Task directions:
Set down the material once more, exactly as it appears.
-- -- --
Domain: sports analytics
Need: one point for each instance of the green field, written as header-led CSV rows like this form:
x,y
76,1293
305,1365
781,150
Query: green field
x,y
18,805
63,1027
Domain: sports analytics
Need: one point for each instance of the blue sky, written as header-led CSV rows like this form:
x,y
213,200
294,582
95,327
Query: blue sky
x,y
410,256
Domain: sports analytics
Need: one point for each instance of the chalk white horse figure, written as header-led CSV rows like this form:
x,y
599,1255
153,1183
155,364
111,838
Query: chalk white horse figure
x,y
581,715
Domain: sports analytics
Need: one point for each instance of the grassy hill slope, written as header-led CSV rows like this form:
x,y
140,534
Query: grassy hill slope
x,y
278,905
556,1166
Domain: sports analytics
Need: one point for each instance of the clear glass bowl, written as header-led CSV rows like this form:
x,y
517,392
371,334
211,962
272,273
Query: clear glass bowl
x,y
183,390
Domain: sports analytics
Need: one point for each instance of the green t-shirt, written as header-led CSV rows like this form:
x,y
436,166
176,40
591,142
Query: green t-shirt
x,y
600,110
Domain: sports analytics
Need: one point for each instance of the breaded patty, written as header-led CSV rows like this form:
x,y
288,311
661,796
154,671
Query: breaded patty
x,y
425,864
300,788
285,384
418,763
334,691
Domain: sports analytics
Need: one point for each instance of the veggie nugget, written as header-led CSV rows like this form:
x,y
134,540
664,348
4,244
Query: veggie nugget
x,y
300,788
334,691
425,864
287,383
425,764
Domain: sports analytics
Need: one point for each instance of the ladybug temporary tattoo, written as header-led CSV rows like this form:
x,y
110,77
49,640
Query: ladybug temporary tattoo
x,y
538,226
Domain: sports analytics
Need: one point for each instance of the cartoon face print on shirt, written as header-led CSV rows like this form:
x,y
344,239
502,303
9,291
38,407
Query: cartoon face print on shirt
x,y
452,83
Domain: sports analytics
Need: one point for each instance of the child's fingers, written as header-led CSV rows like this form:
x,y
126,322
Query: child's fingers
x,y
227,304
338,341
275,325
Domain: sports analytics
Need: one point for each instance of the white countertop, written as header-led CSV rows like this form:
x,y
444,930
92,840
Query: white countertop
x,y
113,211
-- -- --
Answer for the task:
Domain: sports analytics
Need: one point for each instance of the green field, written as header-led CSV rows like this form:
x,y
76,1293
305,1365
781,150
Query: green field
x,y
18,805
63,1027
Domain: sports analytics
Need: one point for each instance of the blue sky, written as header-led CSV rows like this form:
x,y
213,200
294,582
95,327
Query: blue sky
x,y
410,256
Domain: sports analytics
Need: one point for each instance of the chalk white horse figure, written as header-led CSV rows like this form:
x,y
599,1255
153,1183
155,364
111,838
Query: chalk white horse figure
x,y
581,715
Domain: sports analytics
Need: one point for each instance of the grassy hill slope, written as header-led CSV rows like this form:
x,y
140,534
Query: grassy hill slope
x,y
278,905
556,1166
Domain: sports analytics
Need: one point for each instance of the clear glass bowl, written as header-led CSV rows like this form:
x,y
517,392
371,334
211,962
272,273
Query: clear glass bowl
x,y
183,390
Domain: sports analytics
Need: one point for each instance of the green t-shirt, written as header-led CSV rows like this form:
x,y
436,166
176,40
591,142
Query: green t-shirt
x,y
600,110
Domain: sports analytics
Need: one point for each instance of the breaded patty, written as header-led CSV rows like this form:
x,y
288,311
661,796
154,671
Query: breaded patty
x,y
425,864
300,788
285,384
418,763
334,691
Domain: sports analytics
Need: one point for each instance of the veggie nugget, written as header-led CSV rows like this form:
x,y
134,540
664,348
4,244
Query: veggie nugget
x,y
300,788
334,691
425,864
287,383
425,764
Domain: sports analytics
Need: one point for each instance of the ladybug temporary tattoo, written as header-led CSV rows like this form:
x,y
110,77
49,640
Query: ladybug temporary tattoo
x,y
538,226
Domain: sports analytics
Need: one point for each instance of the cartoon face print on shirt, written as header-led CSV rows like this form:
x,y
344,239
502,303
9,291
38,407
Query: cartoon face print on shirt
x,y
452,83
Domain: sports analytics
Need: one point for each instance of the child's fingers, written as header-led CSV rows like this form:
x,y
126,322
Query: child's fingers
x,y
227,304
338,341
275,325
Domain: sports analytics
Need: one point for each instance of the white countertop, written as header-led CSV rows like this form:
x,y
444,930
92,840
Query: white countertop
x,y
113,211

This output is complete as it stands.